Stored data:
★ ★ ★
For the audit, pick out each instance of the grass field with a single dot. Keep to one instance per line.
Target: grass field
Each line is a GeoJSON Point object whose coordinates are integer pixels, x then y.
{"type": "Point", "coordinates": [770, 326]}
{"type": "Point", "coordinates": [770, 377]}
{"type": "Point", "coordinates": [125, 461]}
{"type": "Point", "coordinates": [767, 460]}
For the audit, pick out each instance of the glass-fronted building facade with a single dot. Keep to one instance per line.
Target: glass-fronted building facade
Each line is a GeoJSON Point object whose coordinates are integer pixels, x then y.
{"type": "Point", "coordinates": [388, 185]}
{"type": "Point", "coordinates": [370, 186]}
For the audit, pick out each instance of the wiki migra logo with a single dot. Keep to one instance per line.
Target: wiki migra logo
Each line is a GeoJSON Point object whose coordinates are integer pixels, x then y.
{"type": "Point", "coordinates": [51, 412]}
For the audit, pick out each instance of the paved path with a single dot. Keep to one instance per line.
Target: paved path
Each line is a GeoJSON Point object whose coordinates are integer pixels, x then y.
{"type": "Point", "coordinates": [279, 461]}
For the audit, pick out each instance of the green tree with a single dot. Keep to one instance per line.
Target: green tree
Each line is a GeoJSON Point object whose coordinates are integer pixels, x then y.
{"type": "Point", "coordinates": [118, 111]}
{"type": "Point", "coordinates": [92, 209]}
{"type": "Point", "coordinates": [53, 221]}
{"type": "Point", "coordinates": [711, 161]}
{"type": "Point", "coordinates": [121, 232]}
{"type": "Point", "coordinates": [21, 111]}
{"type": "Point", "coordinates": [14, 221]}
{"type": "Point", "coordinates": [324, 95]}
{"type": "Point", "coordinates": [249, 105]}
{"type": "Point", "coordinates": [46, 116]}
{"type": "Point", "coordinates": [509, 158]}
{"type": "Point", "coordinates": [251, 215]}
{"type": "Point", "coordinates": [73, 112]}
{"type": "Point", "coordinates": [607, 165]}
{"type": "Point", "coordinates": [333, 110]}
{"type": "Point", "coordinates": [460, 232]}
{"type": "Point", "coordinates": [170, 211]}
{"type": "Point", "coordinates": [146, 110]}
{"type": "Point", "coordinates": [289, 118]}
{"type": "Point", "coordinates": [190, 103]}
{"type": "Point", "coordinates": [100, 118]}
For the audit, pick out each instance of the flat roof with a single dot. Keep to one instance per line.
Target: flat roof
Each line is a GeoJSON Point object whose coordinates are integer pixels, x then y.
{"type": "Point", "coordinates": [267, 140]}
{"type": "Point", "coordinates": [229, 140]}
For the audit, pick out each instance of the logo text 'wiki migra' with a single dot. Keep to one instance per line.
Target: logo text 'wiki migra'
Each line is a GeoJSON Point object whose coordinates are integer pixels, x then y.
★ ★ ★
Reproduce the rows above line for line, with no changes.

### Answer to the task:
For the audit, pick out each instance of the grass field with a single dot. Keep to one instance per line.
Target: grass field
Each line is a GeoJSON Point object whose coordinates are integer pixels, x then y.
{"type": "Point", "coordinates": [770, 326]}
{"type": "Point", "coordinates": [770, 377]}
{"type": "Point", "coordinates": [125, 461]}
{"type": "Point", "coordinates": [767, 460]}
For the audit, pick out each instance of the glass-fronted building facade with a single dot. Keep to one instance per line.
Target: glass-fronted building facade
Each line is a GeoJSON Point object whose coordinates are integer pixels, x then y.
{"type": "Point", "coordinates": [388, 185]}
{"type": "Point", "coordinates": [370, 186]}
For the audit, pick out each instance of the wiki migra logo with a single dot. Keep to one instance per line.
Target: wiki migra logo
Each line is a GeoJSON Point object whose coordinates are integer pixels, x then y.
{"type": "Point", "coordinates": [51, 412]}
For the audit, pick out each instance of the paved path with a single dot. Keep to one instance per line.
Target: paved path
Each line is a GeoJSON Point object whose coordinates are integer pixels, x then y.
{"type": "Point", "coordinates": [279, 461]}
For the audit, pick out each instance of the green tree with a single dot. Keep to one instance per line.
Target: green tree
Each line is a GeoJSON Point object whose coordinates are integer pixels, x then y.
{"type": "Point", "coordinates": [118, 111]}
{"type": "Point", "coordinates": [92, 209]}
{"type": "Point", "coordinates": [53, 221]}
{"type": "Point", "coordinates": [711, 161]}
{"type": "Point", "coordinates": [121, 232]}
{"type": "Point", "coordinates": [21, 111]}
{"type": "Point", "coordinates": [14, 221]}
{"type": "Point", "coordinates": [324, 95]}
{"type": "Point", "coordinates": [249, 105]}
{"type": "Point", "coordinates": [46, 116]}
{"type": "Point", "coordinates": [509, 158]}
{"type": "Point", "coordinates": [251, 215]}
{"type": "Point", "coordinates": [73, 112]}
{"type": "Point", "coordinates": [607, 165]}
{"type": "Point", "coordinates": [333, 110]}
{"type": "Point", "coordinates": [460, 232]}
{"type": "Point", "coordinates": [170, 211]}
{"type": "Point", "coordinates": [146, 110]}
{"type": "Point", "coordinates": [289, 118]}
{"type": "Point", "coordinates": [190, 103]}
{"type": "Point", "coordinates": [100, 118]}
For the audit, pick out each instance of the flat roof with a single dot. Keep to one instance per line.
Target: flat roof
Each line is a GeoJSON Point object whose coordinates are integer pixels, x then y.
{"type": "Point", "coordinates": [267, 140]}
{"type": "Point", "coordinates": [229, 140]}
For the audit, pick out each instance of the logo text 'wiki migra' with a single dot. Keep to one instance per line.
Target: logo text 'wiki migra'
Each line is a GeoJSON Point object whose coordinates are integer pixels, x then y.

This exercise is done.